__Your goal__
Repeat the entire listing exactly as written.

(Rows from a dataset)
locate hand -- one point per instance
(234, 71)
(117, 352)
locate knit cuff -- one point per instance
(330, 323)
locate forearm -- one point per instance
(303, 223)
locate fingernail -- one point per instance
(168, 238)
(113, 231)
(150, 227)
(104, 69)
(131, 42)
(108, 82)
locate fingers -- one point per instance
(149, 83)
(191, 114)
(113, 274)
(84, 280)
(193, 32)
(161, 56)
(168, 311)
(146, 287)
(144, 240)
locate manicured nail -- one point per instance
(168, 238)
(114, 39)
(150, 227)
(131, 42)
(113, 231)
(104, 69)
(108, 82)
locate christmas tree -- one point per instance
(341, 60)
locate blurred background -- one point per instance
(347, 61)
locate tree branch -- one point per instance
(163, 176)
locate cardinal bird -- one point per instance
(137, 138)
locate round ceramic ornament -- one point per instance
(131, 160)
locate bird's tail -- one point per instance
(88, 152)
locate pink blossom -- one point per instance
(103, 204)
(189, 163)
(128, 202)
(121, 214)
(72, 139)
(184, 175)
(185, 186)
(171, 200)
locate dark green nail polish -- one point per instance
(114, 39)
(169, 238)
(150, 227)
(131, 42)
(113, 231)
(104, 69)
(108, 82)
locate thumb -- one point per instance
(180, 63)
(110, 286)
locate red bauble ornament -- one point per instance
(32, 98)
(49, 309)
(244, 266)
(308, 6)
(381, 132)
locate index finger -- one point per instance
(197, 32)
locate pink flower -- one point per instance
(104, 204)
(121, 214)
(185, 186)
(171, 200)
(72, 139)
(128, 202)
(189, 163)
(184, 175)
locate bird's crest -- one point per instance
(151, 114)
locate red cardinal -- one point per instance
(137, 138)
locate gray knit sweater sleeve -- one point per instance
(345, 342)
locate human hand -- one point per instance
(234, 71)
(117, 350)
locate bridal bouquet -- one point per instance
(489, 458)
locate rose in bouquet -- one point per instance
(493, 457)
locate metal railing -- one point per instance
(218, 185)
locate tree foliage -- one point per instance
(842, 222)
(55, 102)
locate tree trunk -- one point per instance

__Right answer__
locate hand -- one point per instance
(234, 71)
(117, 352)
locate knit cuff -- one point per instance
(330, 323)
locate forearm -- one point per instance
(303, 223)
locate fingernail -- one point per instance
(168, 238)
(113, 231)
(150, 227)
(104, 69)
(131, 42)
(108, 82)
locate fingers -- one point per instance
(149, 83)
(191, 114)
(113, 274)
(84, 280)
(193, 32)
(161, 56)
(168, 311)
(146, 287)
(144, 240)
locate manicured nail -- one point per instance
(168, 238)
(114, 39)
(150, 227)
(131, 42)
(113, 231)
(104, 69)
(108, 82)
locate christmas tree -- one point per instance
(341, 60)
locate blurred background -- one point per instance
(347, 61)
locate tree branch -- one point per instance
(163, 176)
locate cardinal bird -- one point per instance
(137, 138)
locate round ceramic ornament -- one point per instance
(131, 160)
locate bird's tail -- one point per instance
(88, 152)
locate pink blossom -- one point per instance
(103, 204)
(189, 163)
(128, 202)
(121, 214)
(72, 139)
(184, 175)
(185, 186)
(171, 200)
locate dark green nail polish -- one point per instance
(114, 39)
(169, 238)
(150, 227)
(131, 42)
(113, 231)
(104, 69)
(108, 82)
locate thumb -- one point per instance
(180, 63)
(110, 286)
locate red bauble ornament -- one point per instance
(32, 98)
(49, 309)
(244, 266)
(308, 6)
(381, 132)
locate index finger -- one point per instance
(197, 32)
locate pink flower -- one point per instance
(104, 204)
(121, 214)
(185, 186)
(171, 200)
(72, 139)
(128, 202)
(189, 163)
(184, 175)
locate bird's crest -- one point per instance
(151, 114)
locate red cardinal -- one point per instance
(137, 138)
locate gray knit sweater sleeve -- one point per instance
(345, 342)
locate human hand -- one point per instance
(234, 71)
(117, 350)
locate bridal bouquet -- one point per instance
(489, 458)
locate rose in bouquet -- one point per instance
(493, 457)
locate metal railing -- one point per instance
(218, 185)
locate tree foliage -- one point per instance
(842, 222)
(55, 102)
locate tree trunk -- one point per instance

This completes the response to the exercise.